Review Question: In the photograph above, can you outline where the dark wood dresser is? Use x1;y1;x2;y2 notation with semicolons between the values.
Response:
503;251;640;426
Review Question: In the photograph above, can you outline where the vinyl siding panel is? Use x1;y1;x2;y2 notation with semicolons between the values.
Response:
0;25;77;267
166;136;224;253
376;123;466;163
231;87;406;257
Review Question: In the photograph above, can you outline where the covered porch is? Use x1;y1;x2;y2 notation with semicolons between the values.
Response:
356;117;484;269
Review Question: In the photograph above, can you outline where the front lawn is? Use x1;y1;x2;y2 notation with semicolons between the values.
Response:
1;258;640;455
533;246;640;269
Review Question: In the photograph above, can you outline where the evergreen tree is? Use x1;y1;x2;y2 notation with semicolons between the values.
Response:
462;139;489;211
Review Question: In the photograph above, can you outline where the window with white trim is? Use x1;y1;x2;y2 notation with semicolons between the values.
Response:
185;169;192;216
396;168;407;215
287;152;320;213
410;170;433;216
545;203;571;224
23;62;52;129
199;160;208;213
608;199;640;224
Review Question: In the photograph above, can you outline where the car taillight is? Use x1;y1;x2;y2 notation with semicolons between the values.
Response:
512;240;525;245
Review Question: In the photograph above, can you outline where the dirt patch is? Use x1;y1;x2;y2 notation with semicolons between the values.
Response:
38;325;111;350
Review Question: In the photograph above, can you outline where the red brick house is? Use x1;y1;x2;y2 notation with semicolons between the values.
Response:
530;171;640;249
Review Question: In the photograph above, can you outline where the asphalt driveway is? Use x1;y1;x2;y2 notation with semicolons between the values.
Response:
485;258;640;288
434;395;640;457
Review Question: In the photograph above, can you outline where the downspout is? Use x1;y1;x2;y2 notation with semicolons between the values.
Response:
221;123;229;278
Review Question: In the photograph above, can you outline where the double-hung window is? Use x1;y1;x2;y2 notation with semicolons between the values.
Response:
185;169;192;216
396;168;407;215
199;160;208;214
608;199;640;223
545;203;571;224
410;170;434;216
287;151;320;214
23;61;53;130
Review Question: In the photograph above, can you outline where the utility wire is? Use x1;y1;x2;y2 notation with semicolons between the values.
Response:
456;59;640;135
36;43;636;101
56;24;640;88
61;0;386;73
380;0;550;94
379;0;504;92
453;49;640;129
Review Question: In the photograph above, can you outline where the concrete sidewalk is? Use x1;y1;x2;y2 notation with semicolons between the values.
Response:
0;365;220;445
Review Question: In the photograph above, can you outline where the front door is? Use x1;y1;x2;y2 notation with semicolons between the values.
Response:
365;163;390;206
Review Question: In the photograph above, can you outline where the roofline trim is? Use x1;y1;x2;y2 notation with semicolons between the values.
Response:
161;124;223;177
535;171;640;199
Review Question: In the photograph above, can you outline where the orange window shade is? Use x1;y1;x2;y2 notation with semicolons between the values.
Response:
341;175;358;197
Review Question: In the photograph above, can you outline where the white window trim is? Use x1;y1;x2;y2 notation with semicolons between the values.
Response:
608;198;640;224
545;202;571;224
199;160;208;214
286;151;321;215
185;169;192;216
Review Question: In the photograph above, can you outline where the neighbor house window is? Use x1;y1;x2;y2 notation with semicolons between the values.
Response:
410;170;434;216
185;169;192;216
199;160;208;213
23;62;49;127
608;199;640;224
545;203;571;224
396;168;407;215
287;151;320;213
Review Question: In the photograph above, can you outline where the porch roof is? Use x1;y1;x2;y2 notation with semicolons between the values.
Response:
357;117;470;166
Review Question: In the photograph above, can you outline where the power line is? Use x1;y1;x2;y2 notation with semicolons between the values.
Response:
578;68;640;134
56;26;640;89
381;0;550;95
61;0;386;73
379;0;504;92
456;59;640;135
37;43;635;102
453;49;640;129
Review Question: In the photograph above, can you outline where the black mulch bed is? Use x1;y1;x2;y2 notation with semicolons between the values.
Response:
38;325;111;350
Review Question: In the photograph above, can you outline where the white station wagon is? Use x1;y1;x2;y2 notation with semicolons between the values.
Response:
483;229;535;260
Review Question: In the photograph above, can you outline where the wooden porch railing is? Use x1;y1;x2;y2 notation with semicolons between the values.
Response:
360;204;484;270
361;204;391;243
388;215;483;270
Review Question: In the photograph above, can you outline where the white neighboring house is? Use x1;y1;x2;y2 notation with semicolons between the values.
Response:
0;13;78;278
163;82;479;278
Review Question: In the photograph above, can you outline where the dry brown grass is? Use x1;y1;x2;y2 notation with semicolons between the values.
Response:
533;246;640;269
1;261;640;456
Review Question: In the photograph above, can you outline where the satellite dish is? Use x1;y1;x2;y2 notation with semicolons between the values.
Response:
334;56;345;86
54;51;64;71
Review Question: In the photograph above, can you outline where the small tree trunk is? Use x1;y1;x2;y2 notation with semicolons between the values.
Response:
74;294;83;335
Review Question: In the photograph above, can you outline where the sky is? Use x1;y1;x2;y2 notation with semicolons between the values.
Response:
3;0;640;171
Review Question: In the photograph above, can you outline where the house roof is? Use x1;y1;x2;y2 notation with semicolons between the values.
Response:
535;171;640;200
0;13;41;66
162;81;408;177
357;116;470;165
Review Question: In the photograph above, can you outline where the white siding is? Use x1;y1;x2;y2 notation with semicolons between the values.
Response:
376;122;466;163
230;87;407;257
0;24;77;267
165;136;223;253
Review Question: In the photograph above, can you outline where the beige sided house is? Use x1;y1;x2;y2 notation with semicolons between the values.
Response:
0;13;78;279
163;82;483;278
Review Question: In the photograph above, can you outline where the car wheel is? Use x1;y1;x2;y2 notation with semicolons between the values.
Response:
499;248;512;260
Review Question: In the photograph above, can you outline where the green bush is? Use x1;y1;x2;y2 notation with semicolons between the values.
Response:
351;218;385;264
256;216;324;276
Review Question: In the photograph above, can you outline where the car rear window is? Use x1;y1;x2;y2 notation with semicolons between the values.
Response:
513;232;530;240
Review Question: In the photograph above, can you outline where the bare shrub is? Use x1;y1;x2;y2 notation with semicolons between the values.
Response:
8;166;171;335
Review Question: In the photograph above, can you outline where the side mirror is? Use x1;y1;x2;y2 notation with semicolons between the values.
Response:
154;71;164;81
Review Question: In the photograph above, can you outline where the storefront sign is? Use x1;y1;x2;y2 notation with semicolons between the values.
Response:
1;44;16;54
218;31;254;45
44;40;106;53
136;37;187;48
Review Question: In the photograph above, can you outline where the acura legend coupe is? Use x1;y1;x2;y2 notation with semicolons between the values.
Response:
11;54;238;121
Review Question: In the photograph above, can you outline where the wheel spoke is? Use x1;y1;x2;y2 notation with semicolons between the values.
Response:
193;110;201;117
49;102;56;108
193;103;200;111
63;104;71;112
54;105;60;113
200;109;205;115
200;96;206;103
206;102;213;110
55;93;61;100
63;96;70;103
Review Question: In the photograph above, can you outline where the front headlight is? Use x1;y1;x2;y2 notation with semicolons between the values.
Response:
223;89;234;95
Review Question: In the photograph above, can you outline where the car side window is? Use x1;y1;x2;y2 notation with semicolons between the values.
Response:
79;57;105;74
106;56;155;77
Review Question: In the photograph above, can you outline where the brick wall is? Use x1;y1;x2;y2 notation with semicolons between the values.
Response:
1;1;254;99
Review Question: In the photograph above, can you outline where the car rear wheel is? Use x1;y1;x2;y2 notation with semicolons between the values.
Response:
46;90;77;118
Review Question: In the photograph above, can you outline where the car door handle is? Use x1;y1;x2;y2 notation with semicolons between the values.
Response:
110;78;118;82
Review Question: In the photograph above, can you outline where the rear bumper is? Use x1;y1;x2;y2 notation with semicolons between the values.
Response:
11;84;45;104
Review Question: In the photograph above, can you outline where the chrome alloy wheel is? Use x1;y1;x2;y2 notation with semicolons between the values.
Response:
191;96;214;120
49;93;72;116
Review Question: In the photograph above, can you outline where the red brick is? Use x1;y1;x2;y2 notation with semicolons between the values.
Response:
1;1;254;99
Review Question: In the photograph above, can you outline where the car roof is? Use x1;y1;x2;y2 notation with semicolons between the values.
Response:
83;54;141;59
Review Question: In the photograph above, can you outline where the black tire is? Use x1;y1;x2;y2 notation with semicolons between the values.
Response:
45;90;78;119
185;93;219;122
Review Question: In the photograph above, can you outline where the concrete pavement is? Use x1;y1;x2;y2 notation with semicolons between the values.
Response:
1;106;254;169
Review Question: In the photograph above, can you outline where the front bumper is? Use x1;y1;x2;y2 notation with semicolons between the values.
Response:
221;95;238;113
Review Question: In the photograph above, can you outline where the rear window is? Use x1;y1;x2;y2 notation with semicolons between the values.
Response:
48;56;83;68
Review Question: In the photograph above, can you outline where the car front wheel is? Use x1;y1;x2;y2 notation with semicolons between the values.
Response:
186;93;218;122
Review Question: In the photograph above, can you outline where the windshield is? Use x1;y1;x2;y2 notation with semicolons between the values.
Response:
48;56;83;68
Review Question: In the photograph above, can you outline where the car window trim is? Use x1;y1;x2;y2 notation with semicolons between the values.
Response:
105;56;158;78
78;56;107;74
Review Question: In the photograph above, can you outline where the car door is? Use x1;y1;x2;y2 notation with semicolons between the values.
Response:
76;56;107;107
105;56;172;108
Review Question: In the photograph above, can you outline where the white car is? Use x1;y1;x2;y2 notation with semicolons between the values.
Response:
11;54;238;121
--
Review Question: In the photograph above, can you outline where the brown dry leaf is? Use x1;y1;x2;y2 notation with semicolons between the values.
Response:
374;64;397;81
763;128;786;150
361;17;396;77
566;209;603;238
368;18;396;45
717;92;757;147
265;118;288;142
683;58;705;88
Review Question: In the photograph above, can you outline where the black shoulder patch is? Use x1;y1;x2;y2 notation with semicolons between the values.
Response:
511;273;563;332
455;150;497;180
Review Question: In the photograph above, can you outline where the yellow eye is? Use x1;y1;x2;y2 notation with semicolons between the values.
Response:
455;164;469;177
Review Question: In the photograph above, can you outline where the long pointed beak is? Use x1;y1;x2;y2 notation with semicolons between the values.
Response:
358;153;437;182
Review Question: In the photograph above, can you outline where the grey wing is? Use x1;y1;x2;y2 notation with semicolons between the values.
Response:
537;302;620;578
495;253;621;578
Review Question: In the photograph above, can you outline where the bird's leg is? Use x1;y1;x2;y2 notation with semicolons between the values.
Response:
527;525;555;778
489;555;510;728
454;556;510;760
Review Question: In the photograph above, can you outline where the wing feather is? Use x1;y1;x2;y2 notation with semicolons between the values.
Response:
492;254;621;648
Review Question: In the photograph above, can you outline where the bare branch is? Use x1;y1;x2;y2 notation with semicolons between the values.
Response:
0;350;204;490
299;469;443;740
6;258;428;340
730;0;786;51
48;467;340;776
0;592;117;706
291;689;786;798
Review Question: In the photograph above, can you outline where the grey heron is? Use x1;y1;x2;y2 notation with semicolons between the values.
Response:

-- Work task --
Scan the material above for the string "tree". Copy each line that holds it.

-- Exercise answer --
Review Question: In the photograph above, can you outline where the evergreen tree is? Use x1;y1;x2;y2 notation with semicolons between the values.
Review Question: In the photograph above, can you outline where the small tree trunk is? Use x1;y1;x2;y2 notation with semicolons between the values.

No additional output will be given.